- [WHAT IS BEING ASKED]: Print the entries that appear below, exactly as written and without their pictures.

Point localization data:

◇ ◇ ◇

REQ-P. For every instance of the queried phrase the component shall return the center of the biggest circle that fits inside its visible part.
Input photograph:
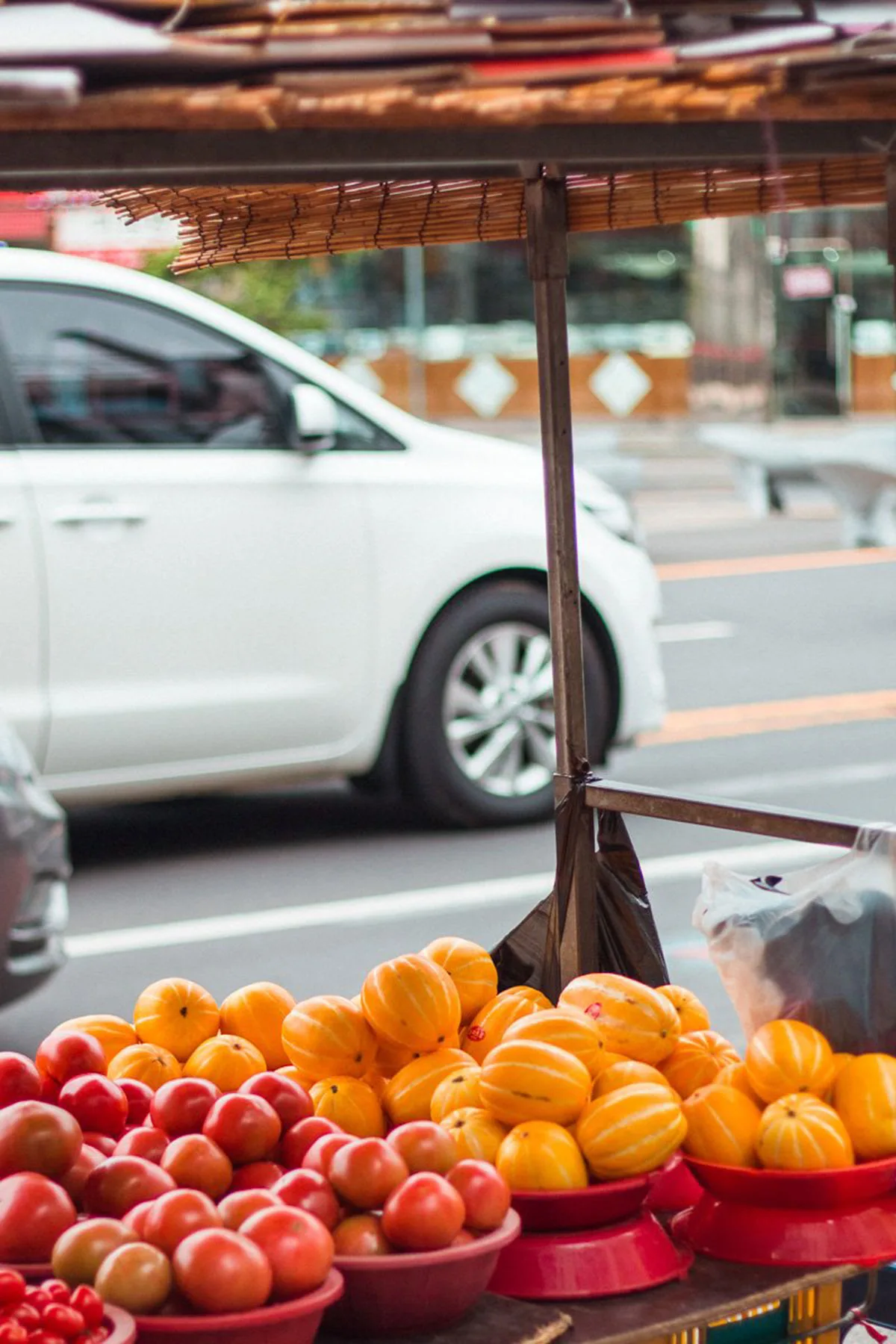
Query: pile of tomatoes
(205, 1202)
(49, 1313)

◇ ◇ ◇

- [WRITTEN RESPONSE]:
REQ-P. For every instance of the queried phrase the component shall return the center of the biggest circle that fits inside its visible part.
Input photograph:
Query: pile of tomatoes
(205, 1202)
(49, 1313)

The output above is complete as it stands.